Aim of the exercise: Reproduce the lines below with every "scoring pass" changed to "review pass" and nothing else altered.
##############################
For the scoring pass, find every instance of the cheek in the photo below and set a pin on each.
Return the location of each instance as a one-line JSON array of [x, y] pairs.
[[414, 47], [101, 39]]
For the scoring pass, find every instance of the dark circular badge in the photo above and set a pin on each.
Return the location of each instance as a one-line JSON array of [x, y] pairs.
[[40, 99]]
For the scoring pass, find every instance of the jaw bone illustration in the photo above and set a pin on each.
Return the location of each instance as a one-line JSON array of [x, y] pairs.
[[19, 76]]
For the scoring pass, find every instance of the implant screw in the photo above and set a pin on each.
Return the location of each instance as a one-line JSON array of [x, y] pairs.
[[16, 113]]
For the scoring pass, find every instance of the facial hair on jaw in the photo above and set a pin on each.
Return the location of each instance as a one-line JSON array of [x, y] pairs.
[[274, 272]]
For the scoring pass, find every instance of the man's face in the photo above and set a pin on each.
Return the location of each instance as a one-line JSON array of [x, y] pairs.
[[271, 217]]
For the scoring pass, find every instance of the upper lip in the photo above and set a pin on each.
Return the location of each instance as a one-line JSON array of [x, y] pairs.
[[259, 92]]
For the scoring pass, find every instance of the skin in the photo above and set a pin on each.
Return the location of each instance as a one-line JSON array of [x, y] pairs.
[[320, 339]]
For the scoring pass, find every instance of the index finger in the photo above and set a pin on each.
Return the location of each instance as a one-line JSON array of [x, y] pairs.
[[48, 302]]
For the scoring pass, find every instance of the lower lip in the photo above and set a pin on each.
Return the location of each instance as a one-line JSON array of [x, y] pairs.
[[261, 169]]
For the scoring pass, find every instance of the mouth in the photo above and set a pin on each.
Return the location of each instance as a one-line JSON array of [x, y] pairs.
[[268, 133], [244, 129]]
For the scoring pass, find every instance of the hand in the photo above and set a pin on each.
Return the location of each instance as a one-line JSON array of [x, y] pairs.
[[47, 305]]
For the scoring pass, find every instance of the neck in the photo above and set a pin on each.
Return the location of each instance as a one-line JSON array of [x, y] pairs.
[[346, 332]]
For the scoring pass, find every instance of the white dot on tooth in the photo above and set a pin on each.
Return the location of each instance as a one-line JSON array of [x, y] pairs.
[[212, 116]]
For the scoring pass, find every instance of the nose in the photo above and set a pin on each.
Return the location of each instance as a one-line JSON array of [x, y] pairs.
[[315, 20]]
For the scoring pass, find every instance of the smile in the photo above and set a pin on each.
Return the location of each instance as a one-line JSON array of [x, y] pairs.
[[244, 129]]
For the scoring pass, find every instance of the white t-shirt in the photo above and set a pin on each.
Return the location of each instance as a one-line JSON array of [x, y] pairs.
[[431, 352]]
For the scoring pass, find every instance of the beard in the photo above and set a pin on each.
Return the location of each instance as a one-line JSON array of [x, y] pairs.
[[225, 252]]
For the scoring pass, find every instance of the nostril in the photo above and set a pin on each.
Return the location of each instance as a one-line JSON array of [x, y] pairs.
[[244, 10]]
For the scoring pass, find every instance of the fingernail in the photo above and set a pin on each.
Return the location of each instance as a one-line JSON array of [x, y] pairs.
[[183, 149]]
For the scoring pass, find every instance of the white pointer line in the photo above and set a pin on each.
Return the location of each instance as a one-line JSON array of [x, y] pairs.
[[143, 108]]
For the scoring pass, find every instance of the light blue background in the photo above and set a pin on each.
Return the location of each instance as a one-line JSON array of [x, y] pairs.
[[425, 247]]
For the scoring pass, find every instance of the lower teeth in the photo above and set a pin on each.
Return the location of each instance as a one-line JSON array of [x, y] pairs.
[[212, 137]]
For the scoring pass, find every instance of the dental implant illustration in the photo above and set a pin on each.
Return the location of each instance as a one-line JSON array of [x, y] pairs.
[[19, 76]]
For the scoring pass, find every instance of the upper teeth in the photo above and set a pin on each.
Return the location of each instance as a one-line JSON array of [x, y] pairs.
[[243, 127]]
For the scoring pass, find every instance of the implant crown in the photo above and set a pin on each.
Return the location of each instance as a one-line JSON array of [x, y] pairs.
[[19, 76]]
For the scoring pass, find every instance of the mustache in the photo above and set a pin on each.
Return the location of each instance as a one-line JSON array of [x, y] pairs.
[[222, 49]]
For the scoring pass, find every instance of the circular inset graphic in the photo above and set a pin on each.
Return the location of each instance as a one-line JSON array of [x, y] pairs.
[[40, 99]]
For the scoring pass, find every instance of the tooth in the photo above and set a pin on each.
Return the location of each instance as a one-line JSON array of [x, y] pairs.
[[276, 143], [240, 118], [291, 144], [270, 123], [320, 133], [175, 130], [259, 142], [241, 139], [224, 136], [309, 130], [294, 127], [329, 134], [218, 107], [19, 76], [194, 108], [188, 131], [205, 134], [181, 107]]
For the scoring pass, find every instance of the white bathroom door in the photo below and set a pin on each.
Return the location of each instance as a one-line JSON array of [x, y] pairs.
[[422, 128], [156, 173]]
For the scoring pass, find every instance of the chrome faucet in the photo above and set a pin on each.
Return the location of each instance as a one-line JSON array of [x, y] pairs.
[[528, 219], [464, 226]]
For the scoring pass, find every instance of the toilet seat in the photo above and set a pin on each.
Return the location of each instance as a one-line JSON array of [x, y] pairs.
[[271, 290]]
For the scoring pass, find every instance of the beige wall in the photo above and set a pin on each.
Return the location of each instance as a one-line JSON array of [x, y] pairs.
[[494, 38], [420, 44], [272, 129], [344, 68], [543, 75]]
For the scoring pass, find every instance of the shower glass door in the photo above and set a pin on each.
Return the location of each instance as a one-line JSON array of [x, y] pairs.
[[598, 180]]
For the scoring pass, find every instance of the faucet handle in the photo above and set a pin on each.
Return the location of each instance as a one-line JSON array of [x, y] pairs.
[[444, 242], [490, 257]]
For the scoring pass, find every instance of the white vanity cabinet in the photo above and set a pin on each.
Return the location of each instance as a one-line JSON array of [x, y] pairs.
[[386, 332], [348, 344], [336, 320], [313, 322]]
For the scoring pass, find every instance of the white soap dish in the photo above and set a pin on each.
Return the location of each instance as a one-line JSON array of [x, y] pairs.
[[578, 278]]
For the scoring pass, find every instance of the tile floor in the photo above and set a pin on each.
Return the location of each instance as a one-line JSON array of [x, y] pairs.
##############################
The answer:
For the review pass, find every instance of the cheek in the photo below and set a pin on each.
Return the location of each instance as a one-line JSON array of [x, y] pairs.
[[414, 47], [101, 39]]
For the review pass, find every instance of the dark circular badge in the photo above and set a pin on each.
Return the location of each instance as a one-line JSON array of [x, y] pairs.
[[40, 99]]
For the review pass, find every instance of the jaw bone illustration in the photo above and set a pin on each.
Return the location of each instance as a one-line JSON array of [x, y] pairs.
[[19, 76]]
For the review pass, find every instance of the implant screw in the photo above and set a pin on each.
Return the location of each instance as a one-line JSON array of [x, y] pairs.
[[16, 113]]
For the review pass, find every instance of the facial hair on jaw in the photo above and set a pin on each.
Return the location of each instance as a one-line JSON array of [x, y] pairs.
[[274, 272]]
For the review pass, find every instance of the man's face in the photo above and set a pin on each.
Return the location of each instance as a one-line JSON array of [x, y] pairs.
[[271, 217]]
For the review pass, find every instance of the upper lip in the photo above and set a pin on each.
Return the location of each instance as a one-line JSON array of [x, y] pairs.
[[259, 92]]
For the review pass, find every instance of the skin in the photo above and set a pin on each.
Return the location of each instance as a one-line JSON array of [x, y] pairs.
[[320, 339]]
For the review pass, find every instance of the index finger in the photo above and set a pin on each.
Return the location of each instance as a one-line JSON array of [x, y] pairs.
[[48, 302]]
For the review pass, find every instance of the lower lip in the photo above and set a pin on each.
Return the location of each instance as a one-line JSON array of [x, y] pairs.
[[261, 169]]
For the review pass, find every instance of the mouth in the photo above and set a pin on each.
Return the location of each instance as a one-line JSON array of [x, y] pairs.
[[268, 133], [244, 129]]
For the review pass, find every instance of the hand in the photo above and set a pin on each.
Return the location of each instance as a one-line JSON array of [x, y] pairs.
[[47, 305]]
For the review pass, find every instance of the neck in the photo above and set a pin on each.
Return the location of each instance as a one-line JSON array of [x, y] pairs.
[[346, 332]]
For the review pass, find every instance of the white dot on tooth in the photo above and set a pin on each.
Return the location of each instance as a one-line JSON array of [x, y] pairs.
[[212, 116]]
For the review pass, find every instance of the nose in the photo above and set a pin on each.
Return the location of each instance as a one-line JSON array of [x, y] pairs.
[[315, 20]]
For the review pass, find every instance of the smile in the photo above and set a pin on each.
Return the location of each instance as a one-line JSON array of [x, y] pairs.
[[244, 129]]
For the review pass, find every instance of the white t-shirt in the photo above and set a pin on each.
Return the location of each instance as a one-line JSON array of [x, y] pairs.
[[431, 352]]
For the review pass, find every instance of the beard in the photo above and set a pin on each.
Return the location of each instance as a one-line JSON array of [x, y] pairs.
[[225, 252]]
For the review pass, find every instance of the nostril in the photo above and set a pin on each.
Return the location of each instance as a one-line JSON array of [x, y] pairs.
[[244, 10]]
For the review pass, find every instance of the fingernail in the photo above and set a pin on each.
Return the location of each instance as a one-line JSON array of [x, y] pairs.
[[183, 149]]
For the review pass, find every instance of the white pointer line in the photo above and set a pin on each.
Return the location of each instance as a one-line JSON array of [x, y] pairs.
[[143, 108]]
For the review pass, find every instance of the light blue background in the photo above and set a pin on each.
Return the location of each instance as a one-line JSON array of [x, y] pairs.
[[425, 247]]
For the review pass, find every instance of the lower teeth in the photo above and set a pin on each.
Return the location of each instance as a one-line JSON array of [x, y] pairs.
[[212, 137]]
For the review pass, find every instance of the dental implant illustration in the photo above and set a pin on each.
Return the location of each instance as a one-line JSON array of [x, y] pairs.
[[19, 76]]
For the review pass, find every instance of the upper teeth in the photo above and set a pin on each.
Return the location of each instance as a one-line JSON array of [x, y] pairs.
[[243, 127]]
For the review pass, find every instance of the implant crown in the photo above and set a pin on each.
Return the location of each instance as a one-line JSON array of [x, y] pairs.
[[19, 76]]
For the review pass, find every instance of the mustache in the photo above and set a pin on each.
Return the location of each instance as a one-line JSON array of [x, y] pairs.
[[222, 49]]
For the review pass, find every instance of the circular inset graphic in the photo above and set a pin on each.
Return the location of each instance as a one-line JSON array of [x, y] pairs.
[[40, 99]]
For the review pass, find every instance of the tooth in the photo above and set a pin on each.
Return the location of each instance as a one-line JSON array of [x, y] pairs.
[[276, 143], [240, 118], [291, 144], [270, 123], [320, 133], [175, 130], [259, 142], [241, 139], [224, 136], [309, 130], [294, 127], [329, 134], [218, 107], [19, 76], [194, 108], [188, 131], [205, 134], [181, 107]]
For the review pass, find every instance of the white bathroom door in the photo below and set a pin on each.
Return the location of each instance as a one-line JSON array of [x, y] pairs.
[[422, 128], [156, 173]]
For the review pass, find every instance of the chrome faucet in the photo above and set a pin on each.
Return the location of each instance as a one-line JSON array of [x, y] pairs.
[[528, 219], [464, 226]]
For the review pass, find every instance of the toilet seat in the photo above and set a pin on each.
Return the location of each instance as a one-line JSON array of [x, y] pairs.
[[271, 290]]
For the review pass, find every instance of the beige wall in the photo above and set a pin on each.
Return the location of each instance as a one-line JSON array of [x, y] pairs.
[[494, 38], [420, 44], [272, 129], [344, 68], [543, 75]]
For the review pass, find every instance of the shower glass door in the photo above and set a pin on each.
Return the location of each instance as a one-line JSON array of [x, y] pairs.
[[598, 180]]
For the review pass, find every instance of the faucet handle in the photo above and set a pin on each.
Return the location of each instance as a one-line JSON array of [x, y] pairs.
[[444, 242], [490, 257]]
For the review pass, find every instance of the white vanity cabinet in the photo above and set a pin on each.
Return the location of each instance as a one-line JSON array of [x, y] pairs.
[[386, 332], [348, 344], [336, 320], [313, 322]]
For the review pass, find every instance of the white soap dish in the photo above and set a pin on each.
Return the location of each instance as a one-line JSON array of [x, y] pairs.
[[578, 278]]
For the review pass, find every instance of the tile floor in the photo above and set a pin on each.
Return the location of each instance as a one-line JSON array of [x, y] pairs.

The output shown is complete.